> [SUPPLIED INFORMATION]:

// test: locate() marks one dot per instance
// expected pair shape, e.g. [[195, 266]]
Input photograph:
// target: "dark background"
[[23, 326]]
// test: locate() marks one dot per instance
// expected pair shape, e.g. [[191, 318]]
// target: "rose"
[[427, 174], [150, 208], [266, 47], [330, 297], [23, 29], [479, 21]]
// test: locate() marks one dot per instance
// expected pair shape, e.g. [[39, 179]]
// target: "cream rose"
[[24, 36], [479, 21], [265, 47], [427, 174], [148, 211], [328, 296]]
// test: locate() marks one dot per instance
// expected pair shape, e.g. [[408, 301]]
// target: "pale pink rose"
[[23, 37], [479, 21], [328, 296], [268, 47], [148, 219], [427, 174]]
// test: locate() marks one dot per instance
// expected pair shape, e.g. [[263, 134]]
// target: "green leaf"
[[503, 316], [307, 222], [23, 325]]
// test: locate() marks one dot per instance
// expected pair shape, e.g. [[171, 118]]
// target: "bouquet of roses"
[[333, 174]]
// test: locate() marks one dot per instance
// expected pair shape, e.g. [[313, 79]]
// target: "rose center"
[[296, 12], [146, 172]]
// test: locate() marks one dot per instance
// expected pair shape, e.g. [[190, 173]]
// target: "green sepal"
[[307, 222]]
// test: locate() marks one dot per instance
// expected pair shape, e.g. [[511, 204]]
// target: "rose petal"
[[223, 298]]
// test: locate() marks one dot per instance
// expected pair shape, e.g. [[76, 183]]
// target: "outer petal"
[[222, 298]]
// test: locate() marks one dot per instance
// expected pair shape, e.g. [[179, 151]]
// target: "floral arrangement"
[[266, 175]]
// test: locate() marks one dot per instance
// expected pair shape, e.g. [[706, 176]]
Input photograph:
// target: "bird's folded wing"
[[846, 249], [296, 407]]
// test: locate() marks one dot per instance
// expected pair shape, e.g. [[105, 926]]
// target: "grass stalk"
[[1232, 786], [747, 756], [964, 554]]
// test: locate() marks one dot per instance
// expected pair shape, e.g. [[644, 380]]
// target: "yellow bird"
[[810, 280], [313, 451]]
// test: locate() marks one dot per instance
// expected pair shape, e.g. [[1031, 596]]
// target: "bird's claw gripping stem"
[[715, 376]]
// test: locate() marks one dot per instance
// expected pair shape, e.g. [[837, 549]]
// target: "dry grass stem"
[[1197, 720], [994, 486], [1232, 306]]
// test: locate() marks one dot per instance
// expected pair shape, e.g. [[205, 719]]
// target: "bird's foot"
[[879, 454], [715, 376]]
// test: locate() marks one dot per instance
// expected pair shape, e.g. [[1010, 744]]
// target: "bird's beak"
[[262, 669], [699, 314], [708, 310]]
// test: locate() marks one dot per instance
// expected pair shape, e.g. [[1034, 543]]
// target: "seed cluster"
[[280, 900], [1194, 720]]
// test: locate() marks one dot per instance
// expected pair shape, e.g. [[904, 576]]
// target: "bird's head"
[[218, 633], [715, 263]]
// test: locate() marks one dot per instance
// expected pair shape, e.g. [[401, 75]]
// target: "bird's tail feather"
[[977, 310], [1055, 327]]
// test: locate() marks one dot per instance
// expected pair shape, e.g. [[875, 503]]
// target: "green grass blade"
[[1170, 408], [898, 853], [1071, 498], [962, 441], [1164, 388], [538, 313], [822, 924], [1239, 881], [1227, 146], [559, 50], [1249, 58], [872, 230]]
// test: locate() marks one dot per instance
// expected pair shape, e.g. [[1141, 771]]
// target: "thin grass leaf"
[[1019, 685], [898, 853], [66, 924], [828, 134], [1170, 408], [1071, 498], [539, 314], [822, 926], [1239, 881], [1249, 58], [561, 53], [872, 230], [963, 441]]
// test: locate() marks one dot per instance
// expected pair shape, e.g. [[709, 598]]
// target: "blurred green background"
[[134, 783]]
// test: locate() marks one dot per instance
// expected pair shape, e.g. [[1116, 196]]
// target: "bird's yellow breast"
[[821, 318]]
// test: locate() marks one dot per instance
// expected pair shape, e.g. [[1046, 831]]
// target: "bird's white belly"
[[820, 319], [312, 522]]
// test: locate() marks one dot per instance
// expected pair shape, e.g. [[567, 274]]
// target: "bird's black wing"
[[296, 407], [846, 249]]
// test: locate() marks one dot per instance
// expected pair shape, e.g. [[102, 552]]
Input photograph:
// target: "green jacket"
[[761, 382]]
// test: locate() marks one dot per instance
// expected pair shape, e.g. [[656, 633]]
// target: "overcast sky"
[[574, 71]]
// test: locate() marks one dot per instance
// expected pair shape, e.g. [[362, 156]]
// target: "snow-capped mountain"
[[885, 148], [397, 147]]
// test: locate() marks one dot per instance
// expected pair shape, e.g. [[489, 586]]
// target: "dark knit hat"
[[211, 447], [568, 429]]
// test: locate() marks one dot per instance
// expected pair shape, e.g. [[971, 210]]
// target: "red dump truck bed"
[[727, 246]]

> [WORK TASK]: Please print exactly what appears from the first line of the data through the line with "e.g. [[408, 301]]", including both of those lines and nothing past them.

> [RESULT]:
// test: locate() marks one dot per instance
// expected pair shape, e.g. [[195, 266]]
Input photograph:
// target: "dark background"
[[23, 326]]
// test: locate() marks one dot per instance
// expected pair shape, e.g. [[191, 318]]
// target: "rose"
[[427, 174], [150, 208], [266, 47], [330, 297], [23, 29], [479, 21]]
// test: locate() marks one dot per instance
// expected pair shape, e.g. [[39, 179]]
// target: "cream rose"
[[24, 36], [479, 21], [265, 47], [427, 174], [148, 211], [328, 296]]
// test: locate() marks one dot per instance
// expected pair shape, e.g. [[408, 301]]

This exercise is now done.